┌──

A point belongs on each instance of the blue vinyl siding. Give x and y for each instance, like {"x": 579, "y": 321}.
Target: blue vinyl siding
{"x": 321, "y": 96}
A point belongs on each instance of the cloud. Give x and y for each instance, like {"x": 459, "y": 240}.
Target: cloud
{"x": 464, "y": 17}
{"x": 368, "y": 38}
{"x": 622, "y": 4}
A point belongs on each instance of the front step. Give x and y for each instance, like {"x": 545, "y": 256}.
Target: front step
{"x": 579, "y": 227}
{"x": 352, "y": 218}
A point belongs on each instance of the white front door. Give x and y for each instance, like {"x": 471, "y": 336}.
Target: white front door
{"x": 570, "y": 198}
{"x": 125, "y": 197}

└──

** TASK GOAL **
Note how many lines above hold "each" and give that figure alone.

** EXERCISE RESULT **
4